Testo fornito

-------------------------

Marco Pantani, l’ultimo pirata

Sono passati dieci anni da quel 14 febbraio 2004 quando in una camera del residence Le Rose di Rimini venne ritrovato il corpo senza vita di uno dei più grandi campioni dello sport italiano. Ancora molte le verità da chiarire. Rimangono le emozioni, le discese ardite e le risalite
Marco Pantani

Se mi chiedessero chi era Pantani non saprei rispondere. Forse è un’emozione in bicicletta. Forse un ragazzo fragile animato dalla voglia di emergere per accarezzare un sogno. O forse ancora una persona diventata personaggio.

«Potrebbe partire Pantani. Eccolo! Di fatti parte», «Qui comincia la parte più difficile, ma intanto ha staccato tutti», «Attenzione, attenzione è il momento decisivo», «Il Pirata, il Pirata! A due anni di distanza dalla sua ultima vittoria, il Tour de France ci ripropone un grande, un grandissimo Pantani».

Soprattutto questo era Marco Pantani da Cesenatico. Lo scalatore venuto dal mare. Oltre le telecronache dell’indimenticabile Adriano De Zan basta chiedere alla generazione anni ’80. Ragazzi  nel pieno dell’adolescenza alla ricerca di un mito, un idolo da imitare. Per sapere chi era Pantani basterebbe rispolverare i ricordi delle vacanze di famiglia al mare. La mattina in spiaggia e i pomeriggi al bar «perché c’è Pantani al Tour».

-------------------------

Estratti di dataset sull'indicazione di oggetti:
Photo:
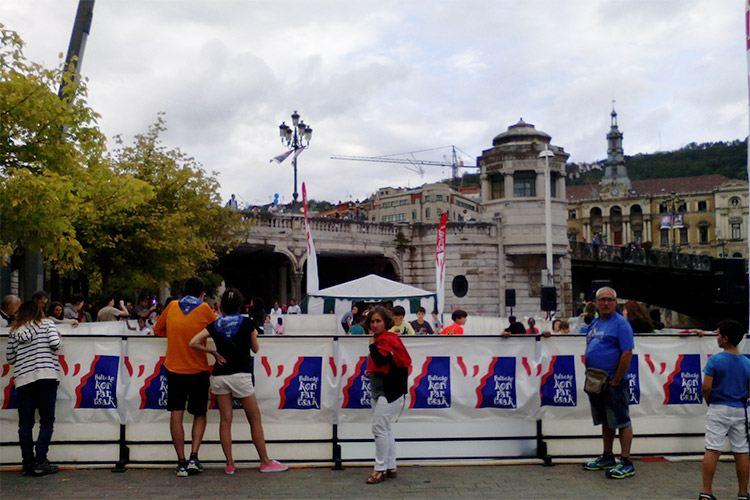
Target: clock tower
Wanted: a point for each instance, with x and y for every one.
(615, 180)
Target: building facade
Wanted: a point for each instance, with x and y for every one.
(704, 215)
(513, 174)
(425, 204)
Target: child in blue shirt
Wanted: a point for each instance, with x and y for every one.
(725, 388)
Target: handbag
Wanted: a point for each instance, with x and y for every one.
(596, 381)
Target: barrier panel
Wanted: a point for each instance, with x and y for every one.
(510, 396)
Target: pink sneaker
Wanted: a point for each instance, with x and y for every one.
(274, 466)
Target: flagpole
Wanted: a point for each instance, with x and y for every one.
(747, 48)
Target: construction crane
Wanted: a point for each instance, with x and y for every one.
(414, 164)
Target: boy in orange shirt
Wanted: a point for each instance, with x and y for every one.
(459, 320)
(187, 370)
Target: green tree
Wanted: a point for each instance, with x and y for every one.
(170, 236)
(127, 221)
(54, 175)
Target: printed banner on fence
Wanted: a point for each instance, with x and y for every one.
(296, 380)
(453, 379)
(450, 381)
(90, 381)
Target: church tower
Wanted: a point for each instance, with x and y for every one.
(615, 173)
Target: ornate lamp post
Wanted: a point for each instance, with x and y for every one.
(293, 137)
(547, 279)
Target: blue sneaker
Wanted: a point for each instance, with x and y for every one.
(181, 469)
(621, 471)
(194, 466)
(600, 463)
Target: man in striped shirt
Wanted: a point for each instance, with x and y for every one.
(32, 346)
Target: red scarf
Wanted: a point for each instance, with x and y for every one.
(389, 343)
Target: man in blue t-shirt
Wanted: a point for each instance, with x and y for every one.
(609, 347)
(725, 388)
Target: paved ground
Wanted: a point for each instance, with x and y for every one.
(653, 480)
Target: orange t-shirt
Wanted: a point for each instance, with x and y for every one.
(180, 328)
(454, 329)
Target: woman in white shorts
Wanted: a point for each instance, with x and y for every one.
(235, 336)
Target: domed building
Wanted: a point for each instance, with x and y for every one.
(513, 174)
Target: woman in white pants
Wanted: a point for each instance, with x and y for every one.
(388, 370)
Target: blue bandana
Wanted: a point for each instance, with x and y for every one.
(228, 326)
(188, 303)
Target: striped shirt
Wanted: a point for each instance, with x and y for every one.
(30, 350)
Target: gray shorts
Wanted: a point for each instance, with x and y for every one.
(612, 406)
(723, 421)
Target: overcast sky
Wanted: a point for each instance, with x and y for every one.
(383, 77)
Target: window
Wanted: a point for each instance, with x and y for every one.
(394, 218)
(497, 187)
(524, 183)
(664, 234)
(683, 236)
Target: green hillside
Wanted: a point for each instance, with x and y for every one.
(723, 158)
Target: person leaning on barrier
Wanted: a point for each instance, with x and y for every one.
(725, 389)
(8, 309)
(32, 351)
(609, 349)
(638, 317)
(515, 328)
(187, 370)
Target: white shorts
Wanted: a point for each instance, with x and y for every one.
(239, 385)
(723, 421)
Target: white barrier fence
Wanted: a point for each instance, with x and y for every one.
(508, 395)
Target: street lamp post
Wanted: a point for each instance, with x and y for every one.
(293, 137)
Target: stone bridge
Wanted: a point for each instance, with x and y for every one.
(706, 288)
(271, 262)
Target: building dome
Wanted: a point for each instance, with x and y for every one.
(521, 132)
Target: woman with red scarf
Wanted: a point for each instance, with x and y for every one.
(388, 370)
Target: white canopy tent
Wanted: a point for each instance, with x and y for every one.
(370, 288)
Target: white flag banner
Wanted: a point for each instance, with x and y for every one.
(440, 263)
(747, 41)
(312, 257)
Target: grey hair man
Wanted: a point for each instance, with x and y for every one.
(609, 347)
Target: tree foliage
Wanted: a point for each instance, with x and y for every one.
(54, 174)
(130, 220)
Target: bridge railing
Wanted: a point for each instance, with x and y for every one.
(264, 221)
(639, 256)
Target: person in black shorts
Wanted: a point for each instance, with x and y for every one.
(235, 336)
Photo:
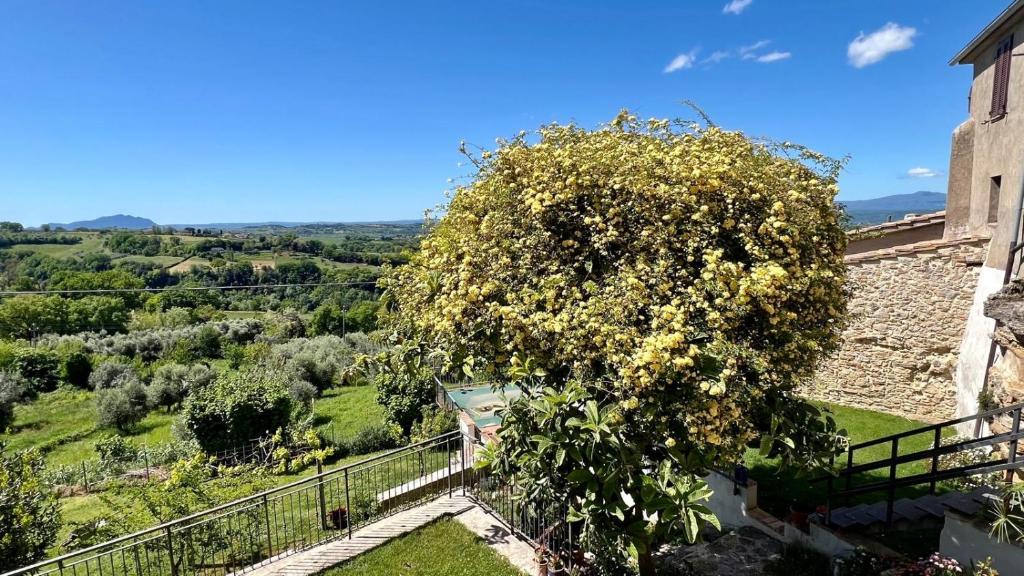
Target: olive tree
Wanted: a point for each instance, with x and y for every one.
(658, 290)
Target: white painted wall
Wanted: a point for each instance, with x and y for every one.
(973, 360)
(966, 542)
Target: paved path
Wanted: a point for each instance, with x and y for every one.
(365, 539)
(518, 551)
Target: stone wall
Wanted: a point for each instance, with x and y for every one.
(908, 307)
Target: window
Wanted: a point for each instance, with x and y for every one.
(1000, 82)
(993, 199)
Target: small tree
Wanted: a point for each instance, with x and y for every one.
(238, 407)
(29, 511)
(657, 290)
(12, 388)
(122, 407)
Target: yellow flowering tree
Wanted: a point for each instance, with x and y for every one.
(657, 289)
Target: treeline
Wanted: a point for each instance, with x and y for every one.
(359, 250)
(13, 239)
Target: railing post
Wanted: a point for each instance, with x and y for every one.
(348, 506)
(892, 483)
(170, 551)
(829, 489)
(448, 450)
(462, 462)
(1012, 456)
(320, 489)
(269, 535)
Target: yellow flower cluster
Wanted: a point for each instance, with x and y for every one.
(693, 268)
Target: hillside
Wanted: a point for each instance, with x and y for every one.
(124, 221)
(878, 210)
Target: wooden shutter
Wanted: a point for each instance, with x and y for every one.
(1000, 83)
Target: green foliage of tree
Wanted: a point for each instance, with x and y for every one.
(404, 384)
(122, 407)
(30, 516)
(328, 319)
(238, 407)
(75, 363)
(656, 289)
(39, 367)
(12, 389)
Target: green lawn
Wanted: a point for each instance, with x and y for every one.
(777, 489)
(443, 548)
(349, 409)
(62, 423)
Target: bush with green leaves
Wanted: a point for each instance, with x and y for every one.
(40, 368)
(122, 407)
(12, 389)
(433, 421)
(238, 407)
(112, 374)
(116, 452)
(653, 286)
(75, 363)
(30, 516)
(372, 439)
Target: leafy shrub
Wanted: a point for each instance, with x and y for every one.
(75, 364)
(39, 367)
(169, 385)
(657, 283)
(798, 561)
(966, 458)
(372, 439)
(433, 421)
(116, 452)
(122, 407)
(402, 394)
(29, 511)
(238, 407)
(302, 394)
(112, 374)
(12, 387)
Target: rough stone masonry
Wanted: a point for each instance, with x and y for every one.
(908, 306)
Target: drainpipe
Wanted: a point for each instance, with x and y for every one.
(1015, 246)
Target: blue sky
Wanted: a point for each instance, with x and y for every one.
(194, 112)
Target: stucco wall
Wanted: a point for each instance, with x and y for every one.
(907, 318)
(998, 144)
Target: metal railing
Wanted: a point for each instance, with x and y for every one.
(543, 524)
(892, 481)
(247, 533)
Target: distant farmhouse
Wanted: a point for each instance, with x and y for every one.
(920, 343)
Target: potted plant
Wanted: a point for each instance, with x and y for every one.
(556, 566)
(541, 557)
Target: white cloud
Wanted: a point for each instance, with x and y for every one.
(736, 6)
(870, 48)
(922, 173)
(716, 56)
(748, 51)
(773, 56)
(682, 62)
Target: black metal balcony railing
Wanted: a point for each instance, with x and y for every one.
(890, 467)
(252, 531)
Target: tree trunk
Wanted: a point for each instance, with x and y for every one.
(645, 564)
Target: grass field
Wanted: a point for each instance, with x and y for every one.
(443, 548)
(779, 488)
(61, 423)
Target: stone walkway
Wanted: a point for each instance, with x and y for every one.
(321, 558)
(518, 551)
(310, 562)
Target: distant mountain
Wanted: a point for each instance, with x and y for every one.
(878, 210)
(123, 221)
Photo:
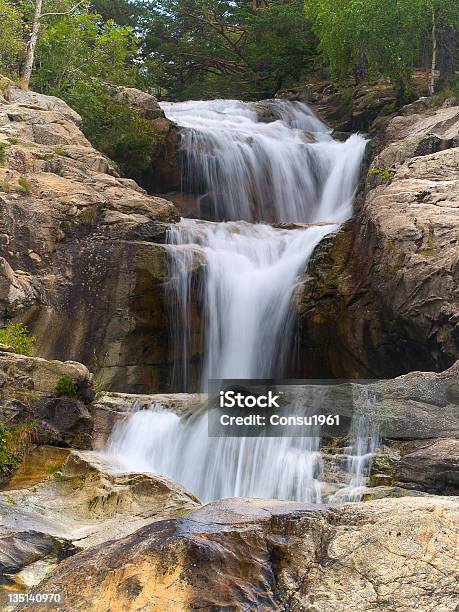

-------------------------

Serie di compiti
1. Riporta tale e quale il brano del testo su Marco Pantani che comincia con "Se mi chiedessero" e prosegue fino a "persona diventata personaggio.".
2. Fornisci il seguito del testo su Marco Pantani, ripartendo subito dopo la sua ultima frase.

Risposte
1.
Se mi chiedessero chi era Pantani non saprei rispondere. Forse è un’emozione in bicicletta. Forse un ragazzo fragile animato dalla voglia di emergere per accarezzare un sogno. O forse ancora una persona diventata personaggio.

2.
Marco con le sue imprese ha coinvolto e travolto l’Italia. Davanti alla tv si schieravano tutti. Poveri e ricchi, figli e genitori, amici e nemici, nonni e nipoti. Scattare, sfidare, vincere. Era il comandamento, il dogma del Pantani-mito, alla faccia di quelli che dicono che nello sport semmai c’è spazio solo per le leggende. Il mito Pantani oggi è sacro, non si può violare, né scomunicare. Pantani rivive attraverso la memoria: immagini, striscioni, simboli. Liturgie e cerimonie. Mediatiche per la precisione. Julien Ries ha scritto pagine bellissime sul mito e di certo con lo sport aveva poco a che fare. Ecco, lì dentro c’è un po’ Pantani.

Quella morte, giunta sola, dieci anni fa in una camera anonima non ha fatto altro che consacrare un mito. L’evento così assurdo e ricco di contraddizioni ha scatenato la pubblicazione di libri, la venerazione di monumenti, il pellegrinaggio sulle vette territorio di conquista. Il mito ha attivato la memoria. Pantani era ed è uno e uno solo anche se non più al comando della corsa. «Pantani vive», scrivono i tifosi del Giro.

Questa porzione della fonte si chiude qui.